** Start of Supplied data **

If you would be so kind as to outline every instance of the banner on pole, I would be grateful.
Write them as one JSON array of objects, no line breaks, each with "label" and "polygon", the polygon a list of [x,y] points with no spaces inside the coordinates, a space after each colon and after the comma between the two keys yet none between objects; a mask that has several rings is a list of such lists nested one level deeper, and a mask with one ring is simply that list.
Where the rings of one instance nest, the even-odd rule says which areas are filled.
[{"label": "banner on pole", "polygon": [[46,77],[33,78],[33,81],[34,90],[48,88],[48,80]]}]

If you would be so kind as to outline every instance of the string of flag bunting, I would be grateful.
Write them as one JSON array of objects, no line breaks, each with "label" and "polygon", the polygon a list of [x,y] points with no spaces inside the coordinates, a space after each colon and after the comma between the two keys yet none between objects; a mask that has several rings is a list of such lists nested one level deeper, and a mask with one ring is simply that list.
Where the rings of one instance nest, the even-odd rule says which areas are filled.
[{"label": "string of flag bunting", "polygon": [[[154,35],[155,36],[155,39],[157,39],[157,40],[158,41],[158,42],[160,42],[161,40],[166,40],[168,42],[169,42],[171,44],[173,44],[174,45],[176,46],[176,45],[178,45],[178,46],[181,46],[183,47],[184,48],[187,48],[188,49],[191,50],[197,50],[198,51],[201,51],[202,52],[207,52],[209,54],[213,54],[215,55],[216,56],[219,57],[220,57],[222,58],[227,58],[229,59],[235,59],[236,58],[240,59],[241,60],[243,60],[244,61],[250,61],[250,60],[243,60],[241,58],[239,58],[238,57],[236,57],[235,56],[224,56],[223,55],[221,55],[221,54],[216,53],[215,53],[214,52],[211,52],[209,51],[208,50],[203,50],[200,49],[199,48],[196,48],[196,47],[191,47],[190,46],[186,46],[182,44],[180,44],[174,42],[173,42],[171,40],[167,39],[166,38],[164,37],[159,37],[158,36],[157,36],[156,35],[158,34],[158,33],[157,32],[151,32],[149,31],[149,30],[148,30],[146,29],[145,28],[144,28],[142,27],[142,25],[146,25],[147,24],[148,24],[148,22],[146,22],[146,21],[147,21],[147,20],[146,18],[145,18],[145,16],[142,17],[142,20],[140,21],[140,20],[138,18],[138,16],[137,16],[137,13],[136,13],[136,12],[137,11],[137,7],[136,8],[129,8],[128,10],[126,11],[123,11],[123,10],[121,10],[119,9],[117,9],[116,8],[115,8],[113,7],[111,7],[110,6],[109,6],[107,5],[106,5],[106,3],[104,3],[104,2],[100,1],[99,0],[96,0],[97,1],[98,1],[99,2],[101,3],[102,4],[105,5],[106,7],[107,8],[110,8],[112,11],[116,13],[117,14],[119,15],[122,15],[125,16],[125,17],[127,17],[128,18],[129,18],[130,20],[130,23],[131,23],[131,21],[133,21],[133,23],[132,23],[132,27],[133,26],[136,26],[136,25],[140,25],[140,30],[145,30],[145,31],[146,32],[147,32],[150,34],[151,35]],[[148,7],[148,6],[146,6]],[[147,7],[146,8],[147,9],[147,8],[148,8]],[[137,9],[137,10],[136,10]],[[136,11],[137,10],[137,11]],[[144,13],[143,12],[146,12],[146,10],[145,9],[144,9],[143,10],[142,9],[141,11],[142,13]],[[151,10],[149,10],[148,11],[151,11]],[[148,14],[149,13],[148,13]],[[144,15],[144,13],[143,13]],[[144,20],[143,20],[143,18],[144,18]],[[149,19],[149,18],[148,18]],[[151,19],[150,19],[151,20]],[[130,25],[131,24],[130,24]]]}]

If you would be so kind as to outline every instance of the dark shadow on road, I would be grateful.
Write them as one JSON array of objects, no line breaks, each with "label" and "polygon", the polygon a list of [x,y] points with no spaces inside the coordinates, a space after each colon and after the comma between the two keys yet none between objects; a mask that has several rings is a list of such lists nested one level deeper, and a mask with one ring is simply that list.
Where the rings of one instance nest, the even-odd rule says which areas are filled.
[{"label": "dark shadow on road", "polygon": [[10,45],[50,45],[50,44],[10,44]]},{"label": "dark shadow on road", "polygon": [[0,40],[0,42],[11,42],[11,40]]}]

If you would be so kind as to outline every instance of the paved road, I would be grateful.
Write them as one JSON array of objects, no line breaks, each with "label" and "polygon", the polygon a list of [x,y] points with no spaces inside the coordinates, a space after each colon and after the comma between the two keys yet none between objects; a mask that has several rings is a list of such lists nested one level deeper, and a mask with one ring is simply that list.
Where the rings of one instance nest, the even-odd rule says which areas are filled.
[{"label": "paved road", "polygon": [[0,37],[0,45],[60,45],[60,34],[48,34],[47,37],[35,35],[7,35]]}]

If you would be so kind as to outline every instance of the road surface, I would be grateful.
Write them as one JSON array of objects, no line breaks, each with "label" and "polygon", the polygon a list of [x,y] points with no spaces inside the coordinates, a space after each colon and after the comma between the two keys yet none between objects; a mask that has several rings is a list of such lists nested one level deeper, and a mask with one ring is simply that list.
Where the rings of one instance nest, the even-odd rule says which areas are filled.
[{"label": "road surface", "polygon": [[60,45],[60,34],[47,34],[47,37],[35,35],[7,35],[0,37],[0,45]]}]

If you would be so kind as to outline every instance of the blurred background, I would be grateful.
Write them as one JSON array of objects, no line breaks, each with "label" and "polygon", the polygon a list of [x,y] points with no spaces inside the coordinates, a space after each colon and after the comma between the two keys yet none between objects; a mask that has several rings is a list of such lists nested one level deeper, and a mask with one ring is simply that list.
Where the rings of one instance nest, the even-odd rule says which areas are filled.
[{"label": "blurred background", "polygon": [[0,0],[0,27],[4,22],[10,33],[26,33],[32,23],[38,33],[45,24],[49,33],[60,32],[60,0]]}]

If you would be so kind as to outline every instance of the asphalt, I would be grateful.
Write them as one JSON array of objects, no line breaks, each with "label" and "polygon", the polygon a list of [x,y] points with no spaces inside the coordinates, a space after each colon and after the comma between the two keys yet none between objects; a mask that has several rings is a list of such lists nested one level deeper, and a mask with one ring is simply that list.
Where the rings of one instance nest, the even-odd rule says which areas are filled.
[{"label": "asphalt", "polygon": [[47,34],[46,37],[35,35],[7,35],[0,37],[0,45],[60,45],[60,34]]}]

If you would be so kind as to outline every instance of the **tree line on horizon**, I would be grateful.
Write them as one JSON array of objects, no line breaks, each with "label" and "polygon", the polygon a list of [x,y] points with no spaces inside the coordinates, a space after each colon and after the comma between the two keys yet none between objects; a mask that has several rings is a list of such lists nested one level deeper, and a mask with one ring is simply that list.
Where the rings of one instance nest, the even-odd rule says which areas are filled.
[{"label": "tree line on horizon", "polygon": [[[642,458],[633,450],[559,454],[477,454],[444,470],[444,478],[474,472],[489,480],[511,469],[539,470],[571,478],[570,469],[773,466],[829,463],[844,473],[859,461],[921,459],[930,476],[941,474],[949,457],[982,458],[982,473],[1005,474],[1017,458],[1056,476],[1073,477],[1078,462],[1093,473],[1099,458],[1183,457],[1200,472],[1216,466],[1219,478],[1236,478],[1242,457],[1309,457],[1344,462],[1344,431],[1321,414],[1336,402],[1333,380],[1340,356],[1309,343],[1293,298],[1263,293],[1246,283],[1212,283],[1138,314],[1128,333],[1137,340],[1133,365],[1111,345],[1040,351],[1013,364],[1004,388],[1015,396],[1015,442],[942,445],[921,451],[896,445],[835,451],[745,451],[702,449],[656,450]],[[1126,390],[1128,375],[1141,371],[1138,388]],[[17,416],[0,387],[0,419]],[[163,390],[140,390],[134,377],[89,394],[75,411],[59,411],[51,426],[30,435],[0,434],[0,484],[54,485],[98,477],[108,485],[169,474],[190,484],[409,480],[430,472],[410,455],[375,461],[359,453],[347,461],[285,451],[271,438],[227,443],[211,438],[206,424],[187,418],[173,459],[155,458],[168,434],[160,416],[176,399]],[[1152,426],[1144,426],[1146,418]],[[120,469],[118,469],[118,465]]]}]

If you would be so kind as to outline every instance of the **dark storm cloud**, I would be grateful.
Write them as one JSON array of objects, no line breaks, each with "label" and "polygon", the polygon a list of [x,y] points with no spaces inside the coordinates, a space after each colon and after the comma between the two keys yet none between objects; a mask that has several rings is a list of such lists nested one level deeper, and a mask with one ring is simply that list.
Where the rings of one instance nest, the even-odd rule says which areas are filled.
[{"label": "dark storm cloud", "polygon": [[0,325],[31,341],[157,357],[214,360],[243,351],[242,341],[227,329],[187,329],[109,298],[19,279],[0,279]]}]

** End of Supplied data **

* Written instruction *
Set down, unchanged, the line that contains "cloud**, I would be grateful." together with every later line in the records, through the last one.

* Written solution *
If you would be so kind as to outline every instance of the **dark storm cloud**, I would be grateful.
Write them as one JSON array of objects, no line breaks, each with "label" and "polygon", the polygon a list of [x,y] points with no spaces inside the coordinates, a space after each colon and after the comma between the two keys yet none between objects; a mask that has several rings is a list of such lists nested one level deeper, and a mask with one ring is simply that list.
Where the rings of one instance nest, the even-odd rule says which areas are filled.
[{"label": "dark storm cloud", "polygon": [[0,325],[31,341],[157,357],[214,360],[243,351],[242,341],[227,329],[187,329],[109,298],[19,279],[0,279]]}]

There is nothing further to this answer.